» REQUIREMENTS: Swap every occurrence of "Match-analytics pass" for "Annotation pass" throughout the entries below, and reproduce them otherwise unchanged.

Stored items:
BEGIN
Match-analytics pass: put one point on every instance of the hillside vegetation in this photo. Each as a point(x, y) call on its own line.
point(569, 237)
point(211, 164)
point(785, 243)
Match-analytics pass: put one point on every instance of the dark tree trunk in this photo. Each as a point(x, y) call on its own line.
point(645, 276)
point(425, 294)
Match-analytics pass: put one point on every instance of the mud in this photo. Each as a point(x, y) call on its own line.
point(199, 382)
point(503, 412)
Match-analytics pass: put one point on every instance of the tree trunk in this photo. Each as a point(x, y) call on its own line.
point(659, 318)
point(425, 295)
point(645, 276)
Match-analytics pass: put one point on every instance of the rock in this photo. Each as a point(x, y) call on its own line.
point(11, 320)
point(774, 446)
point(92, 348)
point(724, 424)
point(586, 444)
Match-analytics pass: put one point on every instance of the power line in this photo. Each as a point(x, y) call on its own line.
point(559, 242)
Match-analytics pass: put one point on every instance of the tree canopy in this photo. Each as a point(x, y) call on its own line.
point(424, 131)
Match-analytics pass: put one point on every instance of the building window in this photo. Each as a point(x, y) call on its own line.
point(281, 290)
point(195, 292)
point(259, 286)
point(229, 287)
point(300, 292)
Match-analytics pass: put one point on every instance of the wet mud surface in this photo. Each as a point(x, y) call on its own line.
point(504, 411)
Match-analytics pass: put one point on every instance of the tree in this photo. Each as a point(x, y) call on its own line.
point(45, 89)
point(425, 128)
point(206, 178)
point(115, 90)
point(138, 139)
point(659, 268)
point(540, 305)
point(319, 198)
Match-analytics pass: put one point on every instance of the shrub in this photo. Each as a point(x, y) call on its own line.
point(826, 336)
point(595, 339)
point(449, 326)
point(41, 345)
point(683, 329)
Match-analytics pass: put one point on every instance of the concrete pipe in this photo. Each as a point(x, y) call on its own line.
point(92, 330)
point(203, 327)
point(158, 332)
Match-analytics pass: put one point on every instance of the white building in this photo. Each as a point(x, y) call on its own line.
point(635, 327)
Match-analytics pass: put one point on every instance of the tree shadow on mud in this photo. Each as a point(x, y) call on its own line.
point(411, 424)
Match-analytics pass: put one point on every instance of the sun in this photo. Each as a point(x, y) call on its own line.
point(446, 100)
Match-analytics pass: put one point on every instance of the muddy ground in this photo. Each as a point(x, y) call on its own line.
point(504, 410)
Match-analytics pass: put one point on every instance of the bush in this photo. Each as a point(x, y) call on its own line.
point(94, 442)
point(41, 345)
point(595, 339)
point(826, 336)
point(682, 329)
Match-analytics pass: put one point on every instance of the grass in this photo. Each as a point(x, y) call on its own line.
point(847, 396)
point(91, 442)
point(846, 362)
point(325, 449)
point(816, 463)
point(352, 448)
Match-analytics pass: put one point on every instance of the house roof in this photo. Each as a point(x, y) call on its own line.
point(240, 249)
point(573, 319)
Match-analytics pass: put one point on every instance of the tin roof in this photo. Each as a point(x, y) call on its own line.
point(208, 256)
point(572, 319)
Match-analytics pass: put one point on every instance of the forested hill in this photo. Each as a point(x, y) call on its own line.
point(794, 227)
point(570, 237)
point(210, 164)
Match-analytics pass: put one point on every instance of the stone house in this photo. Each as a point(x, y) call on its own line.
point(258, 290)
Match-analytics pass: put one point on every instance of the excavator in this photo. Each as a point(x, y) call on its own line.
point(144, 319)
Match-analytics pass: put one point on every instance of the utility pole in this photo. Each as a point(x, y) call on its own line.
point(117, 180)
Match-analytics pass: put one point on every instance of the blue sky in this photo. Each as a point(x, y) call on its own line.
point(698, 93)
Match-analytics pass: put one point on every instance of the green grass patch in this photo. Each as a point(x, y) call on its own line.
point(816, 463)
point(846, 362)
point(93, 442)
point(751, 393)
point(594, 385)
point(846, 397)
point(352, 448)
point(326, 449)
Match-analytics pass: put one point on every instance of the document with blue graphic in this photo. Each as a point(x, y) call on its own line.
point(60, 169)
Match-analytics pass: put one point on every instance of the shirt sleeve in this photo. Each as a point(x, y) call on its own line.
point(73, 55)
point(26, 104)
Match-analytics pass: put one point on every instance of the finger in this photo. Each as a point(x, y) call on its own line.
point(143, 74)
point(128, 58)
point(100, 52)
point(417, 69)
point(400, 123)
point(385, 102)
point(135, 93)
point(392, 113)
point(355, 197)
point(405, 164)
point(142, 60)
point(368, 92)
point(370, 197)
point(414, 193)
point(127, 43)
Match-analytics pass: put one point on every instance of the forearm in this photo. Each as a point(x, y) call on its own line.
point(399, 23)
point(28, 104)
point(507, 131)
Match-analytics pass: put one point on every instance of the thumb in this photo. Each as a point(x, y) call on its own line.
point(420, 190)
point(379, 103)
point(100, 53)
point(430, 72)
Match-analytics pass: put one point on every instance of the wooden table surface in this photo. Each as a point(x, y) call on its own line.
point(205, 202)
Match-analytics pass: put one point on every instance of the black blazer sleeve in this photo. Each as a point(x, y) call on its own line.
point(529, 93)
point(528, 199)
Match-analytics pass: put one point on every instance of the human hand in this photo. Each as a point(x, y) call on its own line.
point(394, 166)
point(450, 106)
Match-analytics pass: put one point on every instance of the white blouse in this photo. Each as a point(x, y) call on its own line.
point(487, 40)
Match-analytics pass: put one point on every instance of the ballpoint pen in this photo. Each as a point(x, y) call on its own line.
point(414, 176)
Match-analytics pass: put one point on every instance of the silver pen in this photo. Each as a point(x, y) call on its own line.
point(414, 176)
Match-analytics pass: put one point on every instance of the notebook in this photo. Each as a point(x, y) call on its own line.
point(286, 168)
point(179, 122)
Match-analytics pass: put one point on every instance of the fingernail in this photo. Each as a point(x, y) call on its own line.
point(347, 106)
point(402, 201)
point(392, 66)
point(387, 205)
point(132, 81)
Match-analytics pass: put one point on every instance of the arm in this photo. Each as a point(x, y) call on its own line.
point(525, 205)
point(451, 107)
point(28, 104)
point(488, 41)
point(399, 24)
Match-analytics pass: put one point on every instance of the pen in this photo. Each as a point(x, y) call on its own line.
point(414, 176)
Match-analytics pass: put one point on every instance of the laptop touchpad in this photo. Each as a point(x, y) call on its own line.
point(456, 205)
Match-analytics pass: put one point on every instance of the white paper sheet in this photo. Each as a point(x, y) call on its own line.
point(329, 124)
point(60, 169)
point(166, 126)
END
» EXERCISE SOLUTION:
Annotation pass: put one point on every instance of the hillside vegetation in this photo. Each as a point(x, y) call on its own line.
point(569, 237)
point(211, 164)
point(785, 243)
Annotation pass: put one point on every instance of the dark tree trunk in this photo. Each as a point(x, y) call on its own line.
point(645, 276)
point(425, 294)
Annotation pass: put one point on every instance of the mud in this photo. Each as a point(x, y) call on its own line.
point(199, 382)
point(503, 412)
Annotation pass: put one point on every instance of the tree trunk in this photo. Each as a point(x, y) call on its own line.
point(659, 318)
point(425, 295)
point(645, 276)
Annotation pass: put one point on every instance of the rock in this photo. Each as a point(x, y) call on its own line.
point(11, 320)
point(774, 446)
point(92, 348)
point(724, 424)
point(586, 444)
Annotation pass: put one point on every instance of the power line in this photo. Each as a point(x, y) call on its own line.
point(559, 242)
Annotation pass: put one point on every instance of the tree canopy in this photo. Each as a point(x, y) call on its own line.
point(424, 131)
Annotation pass: put one point on every instance of the building window in this photo. Each as a point(x, y) call on its own line.
point(281, 290)
point(195, 292)
point(259, 286)
point(229, 287)
point(300, 292)
Annotation pass: put one point on every instance of the wet mud surface in this photo. Each as a point(x, y) call on its own line.
point(504, 411)
Annotation pass: put one point on every instance of the tree in this photo. Each as a point(x, y) call on its own line.
point(45, 89)
point(425, 128)
point(206, 178)
point(115, 90)
point(138, 139)
point(659, 268)
point(540, 305)
point(319, 198)
Annotation pass: put one point on every instance of the shrub in this photo. Each as a point(x, y) call on its own line.
point(826, 336)
point(595, 339)
point(449, 326)
point(41, 345)
point(683, 329)
Annotation pass: put one point on every instance of the concrete pipe in this photo. Each as a point(x, y) call on its own line.
point(92, 330)
point(203, 327)
point(158, 332)
Annotation pass: put one point on every instance of the white building in this photo. Each as a point(x, y) call on its own line.
point(635, 327)
Annotation pass: put one point on every instance of the tree shadow on mud in this photo. Each as a point(x, y) call on its own line.
point(411, 424)
Annotation pass: put one point on every instance of the sun in this photo. Each as a point(x, y) call on its own line.
point(446, 100)
Annotation pass: put one point on every instance of the muddy ground in this photo. Each as a point(x, y) call on its own line.
point(504, 410)
Annotation pass: put one point on every instance of the bush in this photo. Each as a point(x, y) call on its own line.
point(94, 442)
point(41, 345)
point(595, 339)
point(826, 336)
point(682, 329)
Annotation pass: put one point on every instance of the grass in this photo. Each as a point(x, y) call on its own line.
point(847, 396)
point(91, 442)
point(846, 362)
point(325, 449)
point(816, 463)
point(352, 448)
Annotation pass: put one point on every instance of the house roof in this photo. Each as a point(x, y) call on its own line.
point(240, 249)
point(573, 319)
Annotation pass: put one point on every instance of the tin roof in this photo. Each as a point(x, y) call on its own line.
point(208, 256)
point(572, 319)
Annotation pass: put one point on every instance of the forested hill in this photo. Each as a point(x, y) call on its own line.
point(794, 227)
point(570, 237)
point(210, 164)
Annotation pass: put one point on every instance of the stone house in this photo. Each as a point(x, y) call on its own line.
point(258, 290)
Annotation pass: put one point on every instance of the excavator in this photo. Each as a point(x, y) call on its own line.
point(144, 319)
Annotation pass: put one point on every instance of the utility pole in this photo. Each as a point(x, y) call on its own line.
point(117, 180)
Annotation pass: put one point on every instance of the blue sky in this photo. Each as a point(x, y) call on its own line.
point(698, 93)
Annotation pass: put one point on every instance of the green grass patch in this photo. Each as a point(x, y) call on its own line.
point(816, 463)
point(846, 362)
point(93, 442)
point(751, 393)
point(594, 385)
point(846, 397)
point(352, 448)
point(326, 449)
Annotation pass: put one point on every instance of the document with blue graphic in this photo. Each as a point(x, y) call on its own line.
point(60, 169)
Annotation pass: put one point on every instance of the shirt sleeve in this photo. Each as a point(x, y) call on its own line.
point(73, 55)
point(26, 104)
Annotation pass: put one point on every instance of the finger in this photo. Each as a point(x, y) call on its own line.
point(143, 74)
point(128, 58)
point(100, 52)
point(417, 69)
point(400, 123)
point(385, 102)
point(135, 93)
point(392, 113)
point(355, 197)
point(405, 164)
point(142, 60)
point(368, 92)
point(370, 197)
point(414, 193)
point(127, 43)
Annotation pass: put one point on every instance of the forearm in this photo. Each as a point(x, y) call on its own line.
point(399, 23)
point(28, 104)
point(507, 131)
Annotation pass: put one point on every instance of the thumb in this photo. Each as a point(x, y) call on its own line.
point(420, 190)
point(379, 103)
point(100, 53)
point(430, 72)
Annotation pass: put one point on every instance of the wooden table surface in this photo. Each as a point(x, y) call on its own line.
point(205, 202)
Annotation pass: put one point on every instance of the black blazer sleeve in this photo. Each as a point(x, y) call on its own line.
point(529, 93)
point(528, 199)
Annotation pass: put one point on every instance of the human hand in this photo. Each as a point(x, y) call on its own line.
point(394, 166)
point(450, 106)
Annotation pass: put one point on every instance of the white blouse in this photo. Each as a point(x, y) call on its own line.
point(487, 40)
Annotation pass: put one point on every instance of the ballpoint pen in this photo. Each as a point(x, y) call on its own line.
point(414, 176)
Annotation pass: put one point on every instance of the silver pen in this photo. Each as a point(x, y) call on its own line.
point(414, 176)
Annotation pass: put one point on every instance of the notebook in this photo. Each as a point(x, y) call on its own line.
point(286, 168)
point(179, 122)
Annotation pass: put one point on every instance of the fingernail in this photo. Each as a point(x, y) call on its own line.
point(347, 106)
point(402, 201)
point(392, 66)
point(387, 205)
point(132, 81)
Annotation pass: put one point on every instance of the arm in this photo. Each as a point(x, y) call on its own line.
point(525, 205)
point(451, 107)
point(28, 104)
point(488, 41)
point(399, 24)
Annotation pass: put one point on every instance of the pen in this photo. Each as a point(x, y) call on its own line.
point(414, 176)
Annotation pass: put one point on every instance of the laptop touchpad in this photo. Each as a point(x, y) call on its own line.
point(456, 205)
Annotation pass: put one point on every instance of the white paper sheet in this photo. Each as a point(x, y) call on its own line.
point(329, 124)
point(60, 169)
point(166, 126)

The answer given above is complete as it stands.